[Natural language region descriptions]

----

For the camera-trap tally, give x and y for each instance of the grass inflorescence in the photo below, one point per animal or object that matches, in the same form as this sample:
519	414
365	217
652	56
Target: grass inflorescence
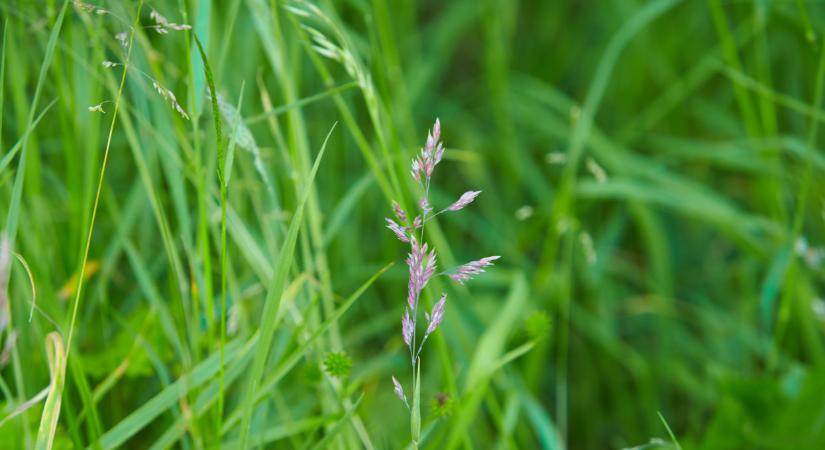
192	253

----

Only the records, copied exactly and free of pictures, belong in the answer.

▸ Response to this exercise:
For the camera-trap tally, give x and y for each instance of the grass inflorescence in the photo below, one point per animal or object that matches, in the same form as this sample:
519	414
365	217
652	56
Target: grass inflorescence
192	253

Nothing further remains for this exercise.